> **Selection**
• • • • • • •

5G on the Horizon
With 5G on its way, take a look at some of the advances being made and challenges that still lie ahead.
2G gave us voice. 3G gave us data. 4G gave us video. Now 5G is coming, which gives us high-quality video, and Mbps to Gbps speeds. 5G anticipates the tremendous growth of the Internet of Things (IoT).
I attended the recent DC5G Summit, "Revolutionizing Mobility," held in Washington D.C. on October 11. This one-day summit provided an educational environment for participants to present the varying views of what is going to happen with 5G, its application, and its use of software-defined networks (SDN) and network function virtualization (NFV). Speakers also focused on challenges for security, privacy, bandwidth allocations, and regulatory barriers.
5G will be an end-to-end system that enables a fully mobile and connected society. Anticipated use cases for 5G include high capacity/high performance outdoor and indoor broadband access in urban areas, expanded user mobility, IoT device connection, ultra-reliable lifeline communication, and broadcast-like services. The graphics in this blog are from Cradlepoint's report, "State of 5G 2017 & Beyond."

• • • • • • •

> **Record extracts**
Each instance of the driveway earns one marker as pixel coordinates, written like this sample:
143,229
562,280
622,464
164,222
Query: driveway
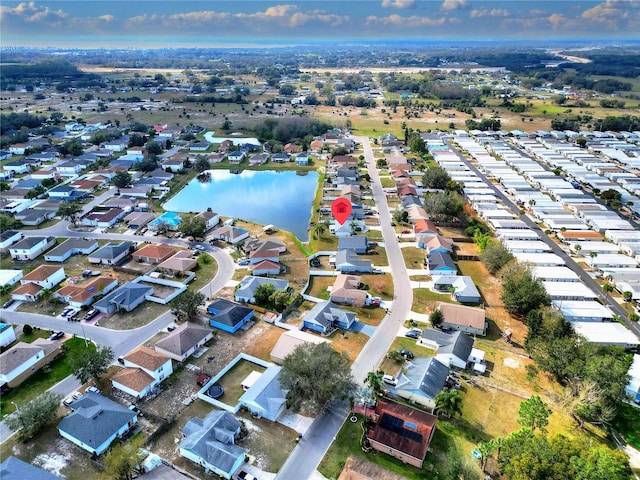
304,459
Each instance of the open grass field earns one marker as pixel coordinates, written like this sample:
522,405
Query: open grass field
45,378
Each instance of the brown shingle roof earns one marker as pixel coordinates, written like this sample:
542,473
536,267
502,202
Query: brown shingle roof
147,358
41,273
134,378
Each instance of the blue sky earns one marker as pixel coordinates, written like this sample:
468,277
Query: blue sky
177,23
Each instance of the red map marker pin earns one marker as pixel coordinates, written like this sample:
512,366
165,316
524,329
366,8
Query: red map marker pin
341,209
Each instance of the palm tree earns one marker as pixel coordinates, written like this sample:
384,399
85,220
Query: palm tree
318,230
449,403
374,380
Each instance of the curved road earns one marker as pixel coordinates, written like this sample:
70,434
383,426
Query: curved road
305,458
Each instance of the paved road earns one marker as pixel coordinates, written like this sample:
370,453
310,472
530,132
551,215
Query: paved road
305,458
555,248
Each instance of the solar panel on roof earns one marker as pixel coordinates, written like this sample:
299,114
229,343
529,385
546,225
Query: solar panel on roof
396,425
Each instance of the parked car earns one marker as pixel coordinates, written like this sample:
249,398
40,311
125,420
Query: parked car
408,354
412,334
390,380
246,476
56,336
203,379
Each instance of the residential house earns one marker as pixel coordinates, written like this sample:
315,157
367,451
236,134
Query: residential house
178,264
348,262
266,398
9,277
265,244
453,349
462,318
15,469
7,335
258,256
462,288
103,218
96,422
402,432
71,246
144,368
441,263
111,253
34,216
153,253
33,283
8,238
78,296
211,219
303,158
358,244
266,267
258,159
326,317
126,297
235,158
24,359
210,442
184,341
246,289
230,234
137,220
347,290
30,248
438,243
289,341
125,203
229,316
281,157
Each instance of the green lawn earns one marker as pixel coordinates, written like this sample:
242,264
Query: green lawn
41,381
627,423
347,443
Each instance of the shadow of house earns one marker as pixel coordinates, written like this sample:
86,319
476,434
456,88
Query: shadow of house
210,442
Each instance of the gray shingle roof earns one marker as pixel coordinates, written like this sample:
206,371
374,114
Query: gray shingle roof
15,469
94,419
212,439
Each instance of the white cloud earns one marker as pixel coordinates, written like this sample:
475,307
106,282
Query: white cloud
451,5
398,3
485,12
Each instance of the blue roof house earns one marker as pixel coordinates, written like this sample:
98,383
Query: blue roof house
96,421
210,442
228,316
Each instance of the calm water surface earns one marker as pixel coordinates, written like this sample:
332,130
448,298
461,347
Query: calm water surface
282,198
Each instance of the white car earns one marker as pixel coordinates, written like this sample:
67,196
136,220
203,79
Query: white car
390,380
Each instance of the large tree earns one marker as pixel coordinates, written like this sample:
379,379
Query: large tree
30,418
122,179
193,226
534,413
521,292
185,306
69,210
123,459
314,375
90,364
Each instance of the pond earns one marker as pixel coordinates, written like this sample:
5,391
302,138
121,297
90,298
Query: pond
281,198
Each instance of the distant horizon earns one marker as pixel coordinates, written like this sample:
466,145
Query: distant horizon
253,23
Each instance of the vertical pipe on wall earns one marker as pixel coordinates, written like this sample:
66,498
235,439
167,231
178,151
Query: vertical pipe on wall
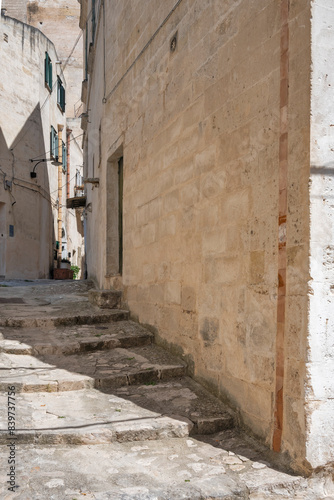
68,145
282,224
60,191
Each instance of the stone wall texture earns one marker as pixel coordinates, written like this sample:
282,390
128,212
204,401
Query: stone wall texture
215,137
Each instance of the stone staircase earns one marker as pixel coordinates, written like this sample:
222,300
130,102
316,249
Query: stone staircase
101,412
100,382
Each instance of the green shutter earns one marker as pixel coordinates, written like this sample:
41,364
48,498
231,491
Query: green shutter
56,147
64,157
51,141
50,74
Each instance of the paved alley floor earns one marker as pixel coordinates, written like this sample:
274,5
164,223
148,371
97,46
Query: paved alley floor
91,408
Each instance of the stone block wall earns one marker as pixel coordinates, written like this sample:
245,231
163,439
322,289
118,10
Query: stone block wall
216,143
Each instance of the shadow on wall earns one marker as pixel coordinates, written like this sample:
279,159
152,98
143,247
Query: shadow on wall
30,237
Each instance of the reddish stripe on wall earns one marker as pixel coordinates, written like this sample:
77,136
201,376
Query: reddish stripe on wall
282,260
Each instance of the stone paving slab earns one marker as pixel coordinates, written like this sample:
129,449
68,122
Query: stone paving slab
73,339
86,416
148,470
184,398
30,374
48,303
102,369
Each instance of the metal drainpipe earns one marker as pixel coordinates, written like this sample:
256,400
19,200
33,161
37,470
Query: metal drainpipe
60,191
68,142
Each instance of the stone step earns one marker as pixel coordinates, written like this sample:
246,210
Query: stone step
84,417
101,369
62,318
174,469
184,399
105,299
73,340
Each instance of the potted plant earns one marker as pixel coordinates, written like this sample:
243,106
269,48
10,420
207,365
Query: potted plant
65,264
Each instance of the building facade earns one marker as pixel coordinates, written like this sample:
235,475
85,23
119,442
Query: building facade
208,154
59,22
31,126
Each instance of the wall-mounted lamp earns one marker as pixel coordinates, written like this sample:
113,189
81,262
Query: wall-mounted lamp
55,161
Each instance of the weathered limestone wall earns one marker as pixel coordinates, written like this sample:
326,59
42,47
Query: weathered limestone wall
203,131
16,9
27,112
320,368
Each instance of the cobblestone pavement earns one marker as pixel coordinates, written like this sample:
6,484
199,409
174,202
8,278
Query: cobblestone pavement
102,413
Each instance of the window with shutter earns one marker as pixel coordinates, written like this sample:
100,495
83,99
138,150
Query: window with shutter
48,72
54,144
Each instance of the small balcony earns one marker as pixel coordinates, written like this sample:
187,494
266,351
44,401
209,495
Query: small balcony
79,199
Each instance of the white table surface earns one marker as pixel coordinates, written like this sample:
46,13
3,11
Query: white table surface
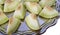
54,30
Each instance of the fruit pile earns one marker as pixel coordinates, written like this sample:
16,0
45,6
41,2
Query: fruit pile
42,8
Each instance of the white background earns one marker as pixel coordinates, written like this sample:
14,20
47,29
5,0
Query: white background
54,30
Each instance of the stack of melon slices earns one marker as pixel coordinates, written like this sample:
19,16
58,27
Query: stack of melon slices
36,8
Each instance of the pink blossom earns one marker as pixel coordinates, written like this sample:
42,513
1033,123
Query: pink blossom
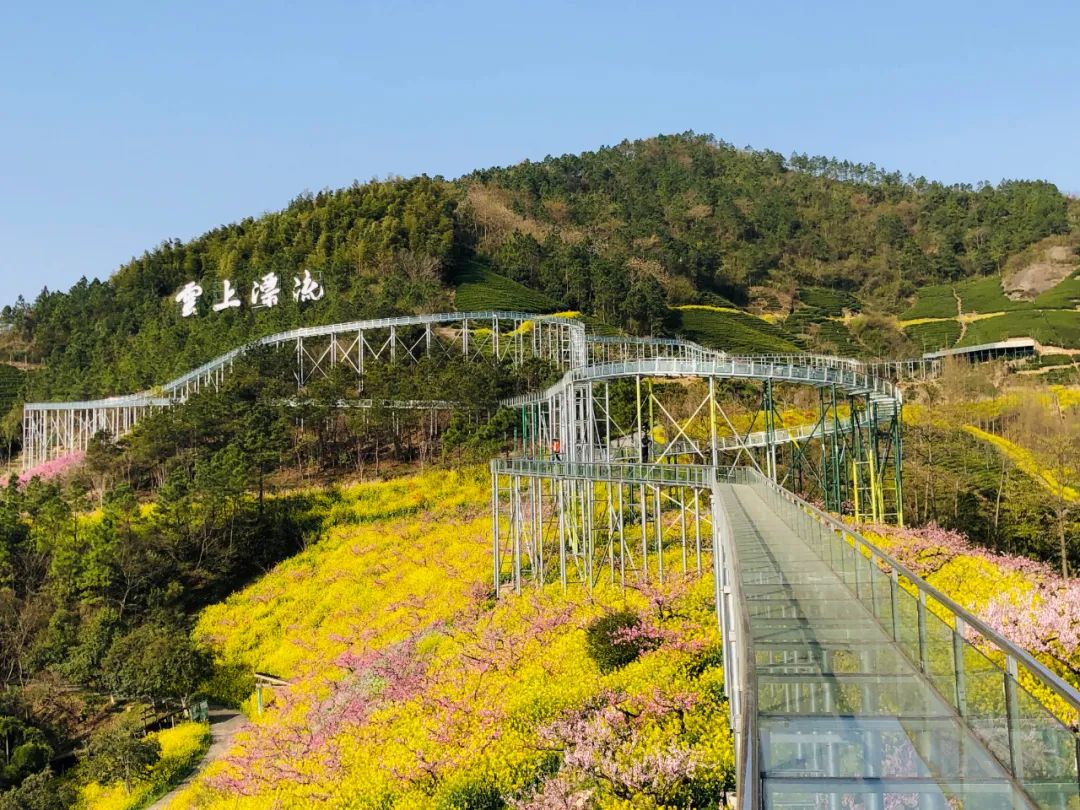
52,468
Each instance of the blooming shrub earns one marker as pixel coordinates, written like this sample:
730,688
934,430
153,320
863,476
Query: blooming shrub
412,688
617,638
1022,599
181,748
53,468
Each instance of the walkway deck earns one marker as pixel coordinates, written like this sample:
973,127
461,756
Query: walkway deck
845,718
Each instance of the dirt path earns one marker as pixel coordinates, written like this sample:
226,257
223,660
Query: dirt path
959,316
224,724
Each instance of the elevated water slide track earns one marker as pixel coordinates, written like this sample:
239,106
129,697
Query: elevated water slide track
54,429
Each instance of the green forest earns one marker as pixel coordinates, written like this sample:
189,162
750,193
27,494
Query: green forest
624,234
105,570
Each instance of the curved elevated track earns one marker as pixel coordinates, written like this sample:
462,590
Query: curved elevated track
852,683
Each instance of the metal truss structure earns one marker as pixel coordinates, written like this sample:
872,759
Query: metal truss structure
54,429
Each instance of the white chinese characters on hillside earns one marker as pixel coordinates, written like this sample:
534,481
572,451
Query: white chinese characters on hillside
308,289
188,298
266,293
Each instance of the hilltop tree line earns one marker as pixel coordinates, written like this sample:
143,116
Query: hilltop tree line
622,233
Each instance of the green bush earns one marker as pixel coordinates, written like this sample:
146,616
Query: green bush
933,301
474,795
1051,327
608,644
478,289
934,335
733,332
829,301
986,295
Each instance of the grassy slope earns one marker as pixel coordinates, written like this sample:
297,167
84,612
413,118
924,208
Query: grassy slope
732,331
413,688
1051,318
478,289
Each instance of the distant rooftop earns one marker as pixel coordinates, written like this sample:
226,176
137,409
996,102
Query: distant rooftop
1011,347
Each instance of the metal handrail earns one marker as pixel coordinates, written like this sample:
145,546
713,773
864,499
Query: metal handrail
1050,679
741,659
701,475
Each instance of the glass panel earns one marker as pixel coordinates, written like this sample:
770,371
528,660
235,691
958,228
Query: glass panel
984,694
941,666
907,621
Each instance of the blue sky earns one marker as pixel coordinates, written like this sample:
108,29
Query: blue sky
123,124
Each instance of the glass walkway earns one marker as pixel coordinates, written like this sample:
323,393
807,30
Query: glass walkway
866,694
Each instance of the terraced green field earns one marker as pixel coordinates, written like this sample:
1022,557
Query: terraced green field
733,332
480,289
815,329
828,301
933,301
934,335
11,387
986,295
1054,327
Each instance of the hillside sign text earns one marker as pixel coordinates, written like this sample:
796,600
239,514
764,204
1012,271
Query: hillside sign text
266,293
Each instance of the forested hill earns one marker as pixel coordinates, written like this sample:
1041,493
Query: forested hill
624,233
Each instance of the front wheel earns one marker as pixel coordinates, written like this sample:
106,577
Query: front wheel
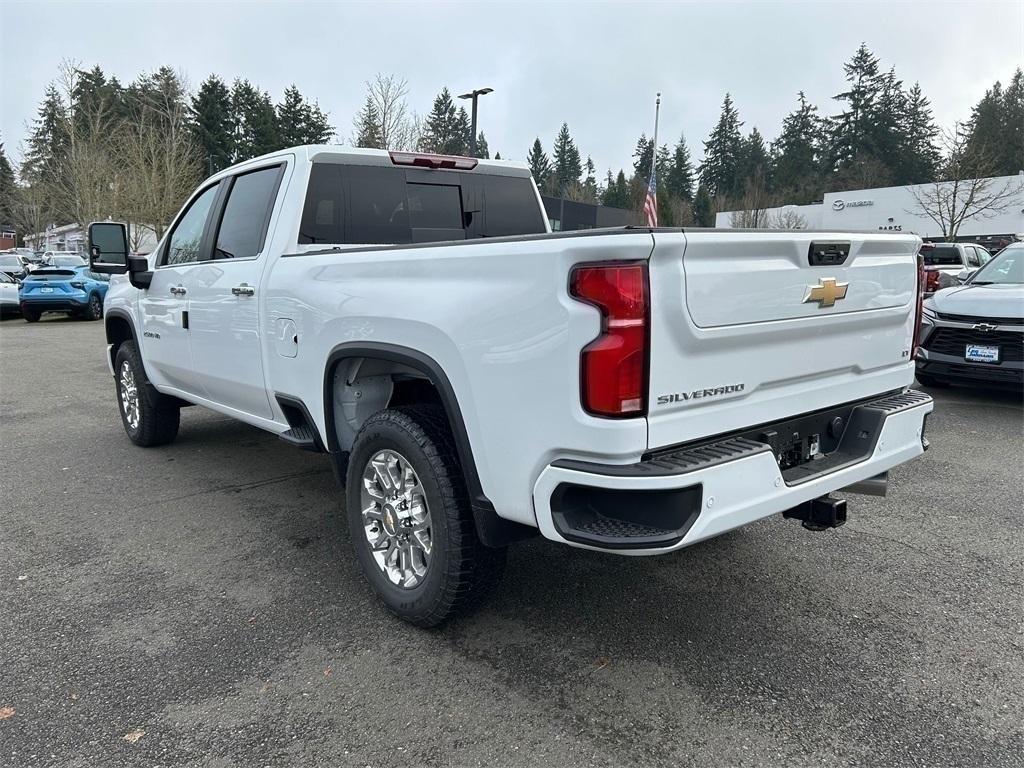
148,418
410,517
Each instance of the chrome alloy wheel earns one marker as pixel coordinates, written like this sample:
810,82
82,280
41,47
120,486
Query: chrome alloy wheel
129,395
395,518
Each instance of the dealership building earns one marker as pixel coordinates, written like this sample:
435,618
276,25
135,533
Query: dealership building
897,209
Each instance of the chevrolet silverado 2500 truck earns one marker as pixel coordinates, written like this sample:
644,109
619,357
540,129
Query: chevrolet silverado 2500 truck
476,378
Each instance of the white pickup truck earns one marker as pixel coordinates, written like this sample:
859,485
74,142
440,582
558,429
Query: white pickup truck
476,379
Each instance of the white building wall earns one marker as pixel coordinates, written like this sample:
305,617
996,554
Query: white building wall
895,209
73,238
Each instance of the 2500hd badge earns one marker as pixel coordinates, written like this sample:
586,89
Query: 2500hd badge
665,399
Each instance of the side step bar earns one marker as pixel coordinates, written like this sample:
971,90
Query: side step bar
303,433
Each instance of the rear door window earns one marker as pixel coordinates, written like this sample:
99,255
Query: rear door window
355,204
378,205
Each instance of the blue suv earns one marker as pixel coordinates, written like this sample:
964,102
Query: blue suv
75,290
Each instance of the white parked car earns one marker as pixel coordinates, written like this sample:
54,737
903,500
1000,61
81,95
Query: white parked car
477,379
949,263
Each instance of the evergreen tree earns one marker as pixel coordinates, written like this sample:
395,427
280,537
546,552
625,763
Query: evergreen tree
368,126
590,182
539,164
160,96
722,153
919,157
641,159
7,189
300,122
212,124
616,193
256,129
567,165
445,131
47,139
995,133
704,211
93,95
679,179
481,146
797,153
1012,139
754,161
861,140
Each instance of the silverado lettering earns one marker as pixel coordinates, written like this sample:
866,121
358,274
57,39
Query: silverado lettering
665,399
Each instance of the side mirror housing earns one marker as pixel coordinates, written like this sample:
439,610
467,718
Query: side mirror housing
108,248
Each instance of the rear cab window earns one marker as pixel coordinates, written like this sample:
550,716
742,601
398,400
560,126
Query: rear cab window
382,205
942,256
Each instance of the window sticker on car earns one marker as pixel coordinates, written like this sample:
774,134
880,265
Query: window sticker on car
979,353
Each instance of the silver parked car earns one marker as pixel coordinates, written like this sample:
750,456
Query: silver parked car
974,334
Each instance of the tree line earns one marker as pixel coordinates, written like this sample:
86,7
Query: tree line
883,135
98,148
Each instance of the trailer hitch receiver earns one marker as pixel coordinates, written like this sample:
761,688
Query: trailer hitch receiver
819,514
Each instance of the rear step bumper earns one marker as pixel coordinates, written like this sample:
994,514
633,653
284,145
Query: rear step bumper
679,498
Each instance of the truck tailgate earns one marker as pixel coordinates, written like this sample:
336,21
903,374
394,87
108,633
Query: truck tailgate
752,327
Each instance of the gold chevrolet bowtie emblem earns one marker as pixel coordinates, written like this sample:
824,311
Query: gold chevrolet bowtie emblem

• • • • • • •

> **Task 1**
Translate this sentence from the 5G article into Spanish: "5G will be an end-to-end system that enables a fully mobile and connected society."
> **Task 2**
Answer these questions from the 5G article:
(a) According to the article, what did 4G give us?
(b) Where and on what date was the DC5G Summit held?
(c) From which report do the article's graphics come?

> **Response 1**
El 5G será un sistema de extremo a extremo que permitirá una sociedad totalmente móvil y conectada.

> **Response 2**
(a) Video.
(b) In Washington D.C., on October 11.
(c) Cradlepoint's report, "State of 5G 2017 & Beyond."